• [Source excerpt]:
▽

Reasons for these performances are as follows. The GCN0, GCN2, and GCN4 present higher electrical resistivity when the dosage of the GCNs is no more than 4.0%, as shown in Figure 4(c) and (d). The distances between the neighboring electrical conductive fillers of GNPs, CNTs, and NCBs within the cementitious composites are long corresponding to the lower content of GCNs, as shown in Figure 5(a) and (b). Thus, electrical conduction pathways are hard to form by field emission, tunneling effect, and contact conduction. Meanwhile, the water content of the specimen is within the range of 3.0–11.4%, which has been demonstrated by the mass variation of the sample, as shown in Figure 4(a) and (b). Hence, ionic conduction is the primary electrical conduction way of the GCN0, GCN2, and GCN4; thus, the free water in the pores is the key factor that affects the electrical conduction of the specimen [2]. When the free water in the pores of the specimens is reduced due to the water content is reduced with age increases, thus the electrical conduction pathways in the specimen caused by the ionic conduction is decreased with increases age. Therefore, electrical resistivity increases with age increasing when the content of the GCNs is no more than 4.0%. However, electrical resistivity is reduced rapidly as the content of the GCNs is more than 6.0%, as shown in Figure 4(c) and (d). This is because the separations between the adjacent GNPs, CNTs, and NCBs within cementitious composites are shortened with an increase in the concentration of the GCNs, and some of them are even contacted with each other as the content of the GCNs increases to more than 6.0 wt%, as shown in Figure 5(c) and (d). Consequently, more electrical conduction pathways and networks have been formed, thus the tunneling effect, field emission, and contact conduction dominate the electrical conduction way of the specimen [2,66]. Hence, the free water in the pores of the specimen will prevent the formation of the electrical conduction pathways and networks. Therefore, electrical resistivity is decreased with reducing water content, accompanied by age increases, as shown in Figure 4(f).

△

Source data

▽

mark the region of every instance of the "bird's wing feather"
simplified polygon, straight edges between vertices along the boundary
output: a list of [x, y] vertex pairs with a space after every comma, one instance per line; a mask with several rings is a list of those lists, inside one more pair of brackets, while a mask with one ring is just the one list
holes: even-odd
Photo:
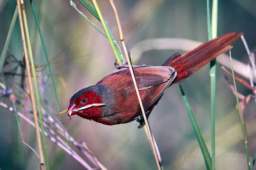
[[[134, 68], [134, 75], [139, 90], [144, 90], [165, 82], [170, 78], [175, 78], [175, 70], [167, 66], [143, 66]], [[125, 83], [133, 85], [130, 71], [128, 68], [123, 68], [110, 74], [102, 78], [97, 85], [111, 85], [118, 83], [121, 85]]]

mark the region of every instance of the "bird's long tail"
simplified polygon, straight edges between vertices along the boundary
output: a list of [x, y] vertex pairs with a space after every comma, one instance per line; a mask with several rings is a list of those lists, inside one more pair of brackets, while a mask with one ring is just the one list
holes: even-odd
[[162, 66], [171, 66], [177, 71], [174, 83], [188, 77], [219, 55], [229, 50], [229, 45], [243, 33], [228, 33], [205, 42], [182, 55], [176, 53], [169, 57]]

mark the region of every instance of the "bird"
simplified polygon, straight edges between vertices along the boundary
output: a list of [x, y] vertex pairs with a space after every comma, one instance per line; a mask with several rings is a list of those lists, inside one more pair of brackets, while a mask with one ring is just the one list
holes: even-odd
[[[181, 54], [177, 52], [161, 66], [133, 66], [133, 70], [147, 118], [166, 89], [179, 83], [220, 54], [243, 33], [228, 33]], [[136, 119], [145, 124], [129, 68], [110, 74], [95, 85], [82, 89], [71, 97], [68, 116], [77, 115], [107, 125], [127, 123]]]

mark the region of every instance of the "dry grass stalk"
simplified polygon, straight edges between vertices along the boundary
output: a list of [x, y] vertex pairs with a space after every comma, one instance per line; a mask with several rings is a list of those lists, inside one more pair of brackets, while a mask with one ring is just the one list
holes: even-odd
[[132, 78], [132, 80], [133, 81], [133, 83], [134, 84], [134, 87], [135, 87], [135, 90], [136, 91], [136, 93], [137, 94], [137, 96], [138, 97], [138, 99], [139, 102], [139, 105], [140, 106], [140, 108], [141, 109], [141, 111], [142, 112], [142, 115], [143, 115], [143, 118], [144, 119], [144, 120], [145, 121], [145, 124], [146, 125], [147, 133], [148, 134], [148, 136], [149, 138], [149, 141], [150, 142], [150, 145], [151, 145], [152, 150], [153, 152], [154, 155], [155, 156], [155, 161], [156, 162], [156, 164], [157, 165], [157, 168], [158, 170], [161, 170], [160, 165], [160, 161], [158, 160], [158, 157], [157, 156], [157, 153], [156, 153], [156, 150], [155, 149], [155, 146], [154, 144], [154, 142], [153, 139], [152, 135], [151, 132], [149, 128], [149, 126], [148, 125], [148, 123], [147, 122], [147, 120], [146, 119], [146, 113], [144, 110], [144, 108], [143, 107], [143, 105], [142, 104], [142, 102], [141, 102], [141, 99], [140, 98], [140, 96], [139, 95], [139, 92], [138, 91], [138, 87], [137, 86], [137, 84], [136, 83], [136, 80], [135, 79], [135, 77], [134, 76], [134, 74], [133, 73], [133, 70], [132, 69], [132, 68], [131, 66], [131, 62], [130, 61], [130, 60], [129, 59], [129, 56], [128, 54], [128, 52], [127, 51], [127, 49], [126, 48], [126, 46], [125, 45], [125, 43], [124, 42], [124, 39], [123, 34], [123, 31], [122, 30], [122, 28], [121, 26], [121, 24], [120, 24], [120, 21], [119, 19], [119, 17], [118, 16], [118, 14], [117, 11], [117, 9], [116, 8], [116, 7], [115, 6], [115, 4], [114, 3], [114, 2], [112, 0], [110, 0], [110, 2], [111, 4], [111, 6], [112, 6], [112, 8], [113, 8], [113, 10], [114, 11], [114, 13], [115, 14], [115, 16], [116, 17], [116, 19], [117, 21], [118, 26], [118, 29], [119, 31], [119, 34], [120, 35], [120, 41], [121, 41], [122, 43], [122, 45], [123, 46], [123, 49], [124, 50], [125, 56], [126, 57], [126, 60], [128, 63], [128, 65], [129, 65], [129, 69], [130, 70], [130, 72], [131, 73], [131, 75]]
[[42, 147], [42, 143], [41, 140], [41, 136], [39, 131], [38, 122], [37, 121], [37, 109], [36, 106], [36, 101], [35, 100], [35, 95], [34, 94], [34, 89], [33, 88], [33, 84], [31, 78], [31, 73], [30, 72], [30, 68], [29, 66], [29, 62], [28, 61], [28, 57], [27, 54], [27, 44], [25, 35], [24, 29], [22, 20], [22, 16], [21, 14], [21, 9], [20, 6], [20, 2], [19, 0], [17, 0], [17, 6], [18, 7], [18, 18], [19, 21], [19, 25], [20, 26], [20, 32], [21, 34], [21, 37], [22, 39], [22, 44], [24, 50], [24, 54], [25, 57], [26, 67], [27, 72], [27, 76], [28, 79], [28, 83], [29, 85], [29, 89], [30, 91], [30, 98], [31, 99], [31, 103], [32, 105], [32, 110], [34, 114], [35, 120], [35, 125], [36, 127], [36, 132], [37, 134], [37, 145], [38, 147], [40, 162], [40, 169], [46, 169], [45, 165], [45, 160], [44, 157], [44, 153], [43, 152], [43, 148]]

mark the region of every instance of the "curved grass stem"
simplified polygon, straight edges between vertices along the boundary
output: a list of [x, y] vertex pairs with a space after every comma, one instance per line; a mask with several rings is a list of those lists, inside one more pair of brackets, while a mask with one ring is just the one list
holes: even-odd
[[247, 142], [247, 139], [246, 137], [246, 134], [245, 132], [245, 123], [243, 119], [243, 116], [242, 115], [242, 112], [241, 111], [241, 108], [239, 104], [239, 99], [238, 96], [238, 91], [237, 90], [237, 85], [236, 85], [236, 80], [235, 79], [235, 76], [234, 74], [234, 70], [233, 69], [233, 65], [232, 64], [232, 58], [231, 56], [231, 51], [229, 50], [229, 58], [230, 60], [230, 65], [231, 67], [232, 76], [233, 77], [233, 81], [234, 83], [234, 87], [235, 88], [235, 91], [236, 92], [236, 99], [237, 100], [237, 104], [238, 105], [238, 108], [239, 112], [239, 117], [240, 118], [240, 123], [241, 124], [241, 127], [242, 128], [242, 131], [243, 132], [243, 136], [244, 136], [244, 140], [245, 142], [245, 145], [246, 151], [246, 158], [247, 160], [247, 166], [248, 170], [251, 170], [251, 167], [250, 165], [250, 157], [249, 156], [249, 153], [248, 151], [248, 144]]
[[[27, 59], [26, 59], [26, 66], [27, 67], [27, 69], [28, 73], [28, 72], [30, 72], [30, 68], [29, 68], [29, 62], [28, 61], [27, 51], [27, 45], [26, 44], [26, 42], [25, 42], [25, 35], [26, 35], [26, 40], [27, 40], [27, 49], [28, 50], [28, 51], [29, 56], [30, 59], [30, 63], [31, 65], [31, 71], [32, 71], [32, 76], [33, 77], [33, 80], [34, 85], [34, 87], [35, 88], [36, 98], [37, 99], [37, 104], [38, 116], [40, 120], [40, 127], [41, 127], [41, 129], [42, 130], [42, 141], [43, 141], [43, 148], [44, 148], [44, 151], [45, 153], [45, 161], [46, 163], [46, 167], [47, 170], [49, 170], [50, 169], [49, 169], [49, 162], [48, 160], [48, 155], [47, 153], [47, 148], [46, 148], [45, 134], [44, 133], [44, 126], [43, 125], [43, 119], [42, 118], [41, 106], [40, 104], [39, 97], [38, 89], [37, 89], [37, 76], [36, 75], [35, 65], [34, 64], [34, 59], [33, 57], [31, 47], [30, 45], [30, 38], [29, 38], [29, 34], [28, 32], [28, 28], [27, 26], [27, 16], [26, 16], [26, 11], [25, 11], [25, 5], [24, 5], [23, 0], [20, 0], [20, 1], [19, 1], [19, 0], [17, 0], [17, 3], [18, 3], [18, 6], [19, 8], [19, 18], [21, 17], [21, 11], [20, 10], [22, 9], [23, 21], [22, 21], [22, 19], [20, 20], [20, 24], [21, 25], [20, 25], [21, 30], [22, 29], [23, 30], [22, 31], [22, 34], [23, 34], [22, 41], [23, 41], [23, 45], [24, 45], [23, 47], [24, 49], [24, 52], [25, 52], [25, 51], [26, 51], [26, 53], [27, 53], [27, 54], [26, 54], [27, 57], [26, 57], [26, 55], [25, 55], [25, 58], [27, 58]], [[23, 22], [24, 22], [24, 27], [23, 27], [23, 24], [21, 24], [21, 23], [23, 23]], [[22, 26], [21, 26], [21, 25], [22, 25]], [[24, 35], [24, 30], [25, 30], [25, 35]], [[32, 106], [33, 107], [33, 112], [34, 114], [35, 123], [36, 124], [36, 123], [38, 123], [38, 121], [37, 119], [37, 110], [36, 110], [36, 103], [35, 101], [34, 89], [32, 86], [32, 81], [31, 81], [32, 80], [31, 80], [31, 74], [29, 76], [28, 76], [29, 79], [30, 79], [30, 82], [29, 83], [29, 88], [30, 90], [30, 94], [32, 94], [31, 95], [31, 101], [34, 101], [33, 102], [32, 101], [32, 103], [34, 103], [34, 104], [32, 104]], [[38, 146], [39, 146], [39, 144], [40, 144], [40, 145], [41, 145], [41, 141], [40, 141], [40, 140], [39, 140], [39, 139], [40, 139], [40, 133], [39, 133], [40, 132], [39, 132], [39, 127], [37, 127], [37, 128], [38, 129], [37, 130], [37, 136], [38, 138], [38, 140], [39, 141], [39, 142], [38, 142]], [[42, 162], [43, 162], [43, 163], [44, 164], [44, 160], [43, 160], [43, 158], [42, 158], [42, 156], [43, 154], [42, 153], [43, 153], [42, 151], [39, 151], [39, 155], [40, 156], [40, 161], [41, 162], [41, 163]]]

△

• [Problems to work on]:
**1)** Answer these questions about the passage on electrical resistivity in GCN cementitious composites:
(a) Within what range does the specimen's water content fall?
(b) Above what GCN content does electrical resistivity drop rapidly?
(c) Which three conduction mechanisms dominate once the GCN content exceeds 6.0 wt%?
**2)** Carry on the passage on electrical resistivity in GCN cementitious composites, starting after its final sentence.

• [Answers by task]:
**1)**
(a) 3.0–11.4%
(b) More than 6.0%
(c) The tunneling effect, field emission, and contact conduction

**2)**
Figure 5

The dispersion state of different dosages of the GCNs within cementitious composites. (a) GCN2, (b) GCN4, (c) GCN8, and (d) GCN10.

3.1.2 Electrical resistivity with the AC method

AC electrical resistivity and variation ratio of the cementitious composites change with the content of the GCNs, age, and testing frequency are displayed in Figure 6. As shown in Figure 6, the AC electrical resistivity is reduced with an increase in both dosage of the GCNs and testing frequency, corresponding to ages varying from 28 to 70 days. The AC electrical resistivity reduces from 1,982.0 to 28.8 Ω·cm as the concentration of GCNs increases from 0.0 to 12.0 wt% under the age of 28 days, as displayed in Figure 6(c). Additionally, the AC electrical resistivity reduces from 6,350.0 to 9.7 Ω·cm as the concentration of the GCNs increases from 0.0 to 12.0 wt% under the age of 70 days, as shown in Figure 6(i). The corresponding decrease ratios are within the ranges of 17.4–98.9% and 30.1–99.8%, respectively. Additionally, AC electrical resistivity is reduced fast when the GCNs are increased from 4.0 to 10.0 wt%, while it decreases slowly as content of the GCNs variation under the scopes of 0.0–4.0 wt% and 10.0–12.0 wt%. This phenomenon is consistent with the change law of the DC electrical resistivity against the concentration of the GCNs.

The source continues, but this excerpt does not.